## [Problem requirements]
Below is a block of data; give all of it again word for word.

(A run of records)
———

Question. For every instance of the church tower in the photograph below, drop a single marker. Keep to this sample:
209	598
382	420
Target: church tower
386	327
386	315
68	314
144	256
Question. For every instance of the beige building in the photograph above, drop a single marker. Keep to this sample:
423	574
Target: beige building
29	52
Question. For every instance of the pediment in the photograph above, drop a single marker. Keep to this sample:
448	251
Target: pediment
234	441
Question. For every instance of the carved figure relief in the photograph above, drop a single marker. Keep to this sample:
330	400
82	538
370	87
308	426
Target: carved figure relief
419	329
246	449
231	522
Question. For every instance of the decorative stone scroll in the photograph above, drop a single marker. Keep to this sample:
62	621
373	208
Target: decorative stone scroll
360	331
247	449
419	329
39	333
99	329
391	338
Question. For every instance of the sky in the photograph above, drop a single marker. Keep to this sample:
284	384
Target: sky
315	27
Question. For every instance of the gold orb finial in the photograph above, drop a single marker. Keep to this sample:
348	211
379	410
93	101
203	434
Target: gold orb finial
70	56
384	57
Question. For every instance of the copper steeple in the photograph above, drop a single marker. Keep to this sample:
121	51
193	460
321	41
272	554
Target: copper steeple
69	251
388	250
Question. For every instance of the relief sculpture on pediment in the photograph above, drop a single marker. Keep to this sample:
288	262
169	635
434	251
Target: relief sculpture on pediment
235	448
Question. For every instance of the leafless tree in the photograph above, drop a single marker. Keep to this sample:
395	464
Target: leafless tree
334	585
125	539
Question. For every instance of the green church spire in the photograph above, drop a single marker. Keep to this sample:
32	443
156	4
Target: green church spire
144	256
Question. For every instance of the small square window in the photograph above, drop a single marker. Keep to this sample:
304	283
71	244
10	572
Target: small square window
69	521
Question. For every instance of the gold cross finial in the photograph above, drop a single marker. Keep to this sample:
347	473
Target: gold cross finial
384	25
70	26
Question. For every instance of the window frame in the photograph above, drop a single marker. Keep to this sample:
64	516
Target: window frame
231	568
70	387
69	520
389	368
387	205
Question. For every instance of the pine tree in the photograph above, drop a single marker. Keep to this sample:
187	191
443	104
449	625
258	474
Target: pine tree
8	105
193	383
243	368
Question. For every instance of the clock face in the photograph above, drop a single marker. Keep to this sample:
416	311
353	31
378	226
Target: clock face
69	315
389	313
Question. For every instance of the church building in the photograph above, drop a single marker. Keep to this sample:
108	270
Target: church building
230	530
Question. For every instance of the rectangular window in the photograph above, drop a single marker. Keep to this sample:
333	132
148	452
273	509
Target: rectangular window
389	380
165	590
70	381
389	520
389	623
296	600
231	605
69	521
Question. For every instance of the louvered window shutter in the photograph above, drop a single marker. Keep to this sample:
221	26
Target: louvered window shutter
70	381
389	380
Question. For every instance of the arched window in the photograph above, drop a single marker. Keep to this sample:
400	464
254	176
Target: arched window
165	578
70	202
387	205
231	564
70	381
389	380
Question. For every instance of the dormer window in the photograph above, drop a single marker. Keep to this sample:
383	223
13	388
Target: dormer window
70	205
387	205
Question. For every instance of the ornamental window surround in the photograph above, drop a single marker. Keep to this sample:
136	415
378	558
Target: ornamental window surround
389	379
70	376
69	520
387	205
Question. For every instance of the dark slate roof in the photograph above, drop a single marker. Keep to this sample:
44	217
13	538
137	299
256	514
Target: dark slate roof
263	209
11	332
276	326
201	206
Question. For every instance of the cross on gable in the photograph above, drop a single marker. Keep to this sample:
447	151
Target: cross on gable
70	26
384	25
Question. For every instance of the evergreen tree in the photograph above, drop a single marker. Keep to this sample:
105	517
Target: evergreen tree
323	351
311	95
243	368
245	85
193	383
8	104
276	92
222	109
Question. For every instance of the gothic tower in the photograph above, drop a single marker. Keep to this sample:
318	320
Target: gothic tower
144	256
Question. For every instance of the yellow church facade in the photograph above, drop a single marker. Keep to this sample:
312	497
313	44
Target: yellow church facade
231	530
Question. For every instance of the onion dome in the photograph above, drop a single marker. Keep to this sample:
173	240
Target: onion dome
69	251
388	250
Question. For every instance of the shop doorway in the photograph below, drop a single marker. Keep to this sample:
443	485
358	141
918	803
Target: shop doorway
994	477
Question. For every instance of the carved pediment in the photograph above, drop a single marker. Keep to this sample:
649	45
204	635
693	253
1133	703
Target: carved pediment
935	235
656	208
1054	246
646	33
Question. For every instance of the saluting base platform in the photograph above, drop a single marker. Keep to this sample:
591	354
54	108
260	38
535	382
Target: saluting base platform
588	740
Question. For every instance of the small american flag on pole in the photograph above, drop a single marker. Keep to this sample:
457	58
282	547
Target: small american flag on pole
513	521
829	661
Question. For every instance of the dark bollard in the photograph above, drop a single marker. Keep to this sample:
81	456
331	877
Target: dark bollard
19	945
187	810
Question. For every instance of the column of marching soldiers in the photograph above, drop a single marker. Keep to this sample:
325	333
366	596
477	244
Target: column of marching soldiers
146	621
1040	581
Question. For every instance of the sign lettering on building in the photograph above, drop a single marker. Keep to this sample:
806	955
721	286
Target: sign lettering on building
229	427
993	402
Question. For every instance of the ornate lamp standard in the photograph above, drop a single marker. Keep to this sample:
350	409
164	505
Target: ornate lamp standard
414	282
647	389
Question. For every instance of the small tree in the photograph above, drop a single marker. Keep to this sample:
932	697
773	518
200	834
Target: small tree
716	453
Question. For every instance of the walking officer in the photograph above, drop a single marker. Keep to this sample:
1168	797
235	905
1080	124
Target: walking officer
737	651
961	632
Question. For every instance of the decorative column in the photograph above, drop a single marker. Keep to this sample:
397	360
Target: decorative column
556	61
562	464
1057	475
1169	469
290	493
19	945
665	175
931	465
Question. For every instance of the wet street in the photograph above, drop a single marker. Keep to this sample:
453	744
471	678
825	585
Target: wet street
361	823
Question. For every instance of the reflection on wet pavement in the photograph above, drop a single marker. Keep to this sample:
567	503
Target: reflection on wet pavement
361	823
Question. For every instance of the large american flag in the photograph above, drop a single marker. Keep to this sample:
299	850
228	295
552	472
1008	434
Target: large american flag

———

## [Solution for this problem]
Question. For every instance of the church tower in the photograph below, drop a single marker. Keep to this sample:
209	598
382	420
Target: church tower
386	327
386	315
68	314
144	256
Question. For every instance of the beige building in the photograph above, drop a single marker. Keep to this sample:
423	574
Target: beige building
29	52
Question. For every instance of the pediment in the photograph above, drop a single marker. Keep to this sample:
448	251
Target: pediment
234	441
Question. For every instance of the carved figure relief in the photograph above, drop a single marker. Keep to this sample:
330	400
82	538
370	87
308	426
Target: carved figure relief
419	329
246	449
231	522
Question. For every instance of the decorative stone scroll in the photograph above, drop a single marker. Keep to this sample:
62	621
373	208
Target: decorative stone scroll
360	331
247	449
419	329
39	333
99	329
391	338
Question. For every instance of the sky in the photograph above, drop a single marker. Keep to this sample:
284	384
Target: sky
315	27
Question. For every instance of the gold orb finial in the photograph above, drop a single marker. Keep to this sample:
348	211
379	410
93	101
203	434
Target: gold orb finial
70	56
384	57
Question. For every instance of the copper steeple in the photograph above, drop a single marker. Keep to this sample:
121	51
193	460
321	41
272	554
Target: copper steeple
69	251
388	250
Question. For every instance of the relief sculpture on pediment in the photograph above, drop a single marker. Keep to this sample:
288	262
169	635
434	251
Target: relief sculpture on pediment
235	448
Question. For every instance of the leafless tree in the photograph above, drop a single marker. Keep to this sample:
395	464
Target: leafless tree
334	585
125	539
Question. For every instance of the green church spire in the photograph above, drop a single marker. Keep to this sample:
32	443
156	4
Target: green church spire
144	256
Question. For every instance of the small square window in the photograph above, drop a single marker. Keep to this sample:
304	283
71	244
10	572
Target: small square window
69	521
Question. For every instance of the gold cross finial in the photograph above, drop a single marker. Keep to this sample:
347	473
Target: gold cross finial
384	25
70	26
Question. For every instance of the window frame in the photograph above, drop a single marker. Keep to this sample:
64	516
Target: window frame
231	568
70	387
69	520
389	368
387	205
Question. For every instance of the pine tree in the photograph above, drop a single marker. Keep to this sample:
187	191
443	104
449	625
258	474
Target: pine tree
8	105
193	383
243	368
Question. For every instance of the clock face in the photograph above, drop a single marker. Keep to this sample:
416	311
353	31
378	226
Target: clock face
69	315
389	313
Question. For every instance of the church building in the photograph above, drop a single marker. Keep to this sample:
108	270
Target: church building
230	530
Question. For every instance of the rectangular window in the photograph above, drop a single marker. Keep to this sample:
333	132
148	452
273	509
Target: rectangular window
389	380
165	590
70	381
389	520
389	623
296	600
231	605
69	521
Question. For every instance of the louvered window shutter in the photograph above, drop a single marker. Keep to this sample:
221	26
Target: louvered window shutter
70	381
389	380
Question. For every instance of the arched window in the photograph above, drop a single marker. Keep to this sample:
400	464
254	176
Target: arched window
165	578
70	202
387	205
231	564
70	381
389	380
Question. For every instance of the dormer window in the photograph above, drop a single marker. Keep to this sample:
383	223
13	388
Target: dormer window
70	205
387	205
Question. For every instance of the ornamental window surround in the photograph above, drop a single marker. Keep to this sample:
136	415
378	558
Target: ornamental window surround
389	379
70	376
69	520
387	205
Question. For every instance of the dark slate roof in the photograph above, drop a single marker. Keep to this sample:
44	217
13	538
137	299
256	514
Target: dark slate roof
263	209
11	332
276	326
201	206
Question. For every instance of the cross on gable in the photograph above, drop a single marker. Keep to this sample:
447	151
Target: cross on gable
70	26
384	25
Question. For every instance of the evergreen tree in the photograph above, drop a single marker. Keep to this sample:
105	517
Target: evergreen tree
323	351
311	95
243	368
245	85
193	383
8	104
276	92
222	109
Question. For every instance of the gothic tower in the photograph above, drop a single marker. Keep to this sample:
318	320
Target: gothic tower
144	256
Question. For every instance of the yellow church facade in the photograph above, drop a single marker. Keep to this sample:
312	497
313	44
Target: yellow church facade
231	530
Question. For every instance of the onion dome in the photograph above, drop a single marker. Keep to this sample:
173	240
Target: onion dome
69	251
388	250
Question. For every instance of the shop doorway in the photograph below, drop a single marker. Keep to this sample:
443	485
358	141
918	803
Target: shop doorway
994	477
Question. For every instance of the carved pediment in the photograph above, drop a single marker. Keep to this sample:
649	45
204	635
693	253
1133	703
Target: carved pediment
935	235
656	208
1054	246
646	33
Question. For every instance of the saluting base platform in the photograph above, drop a single marker. Keep to this sample:
591	354
54	108
260	38
535	382
Target: saluting base platform
588	740
Question. For every instance of the small american flag on pole in the photograph above, drop a single marker. Keep to this sample:
457	58
282	547
Target: small american flag on pole
513	521
829	661
Question. For every instance of the dark bollard in the photograph above, drop a single marker. Keep to this sample:
81	456
331	877
Target: dark bollard
19	945
187	810
Question. For every instance of the column of marching soldiers in the photograph above, drop a single marker. Keep to this sample:
325	333
366	596
477	244
Target: column of marching soldiers
146	621
1040	581
Question. For every instance of the sign lettering on building in the photograph above, drop a single marker. Keep to this sample:
806	955
721	286
Target: sign lettering on building
229	427
993	402
Question. For every instance of the ornate lamp standard in the photograph above, drop a single marker. Keep to this sample:
350	409
164	505
Target: ornate lamp standard
414	282
647	389
Question. For every instance of the small tree in the photograph above, drop a single marker. Keep to this sample:
932	697
773	518
200	834
Target: small tree
716	453
Question. For every instance of the walking officer in the photograph above, drop a single marker. Keep to this sample:
1168	797
235	905
1080	124
Target: walking officer
737	651
961	632
Question. For every instance of the decorative column in the photograph above, drop a single marker. Keep to this sample:
397	360
Target: decorative column
556	61
562	464
1057	475
1169	469
290	493
19	945
665	175
931	465
Question. For every instance of the wet street in the photograph above, drop a single marker. Keep to this sample:
453	744
471	678
825	585
Target: wet street
361	823
Question. For every instance of the reflection on wet pavement in the photograph above, drop a single marker. Keep to this sample:
567	503
Target: reflection on wet pavement
361	823
Question. For every instance of the large american flag in the photograph above, drop a single marker. Keep to this sample:
299	850
228	295
552	472
1008	434
Target: large american flag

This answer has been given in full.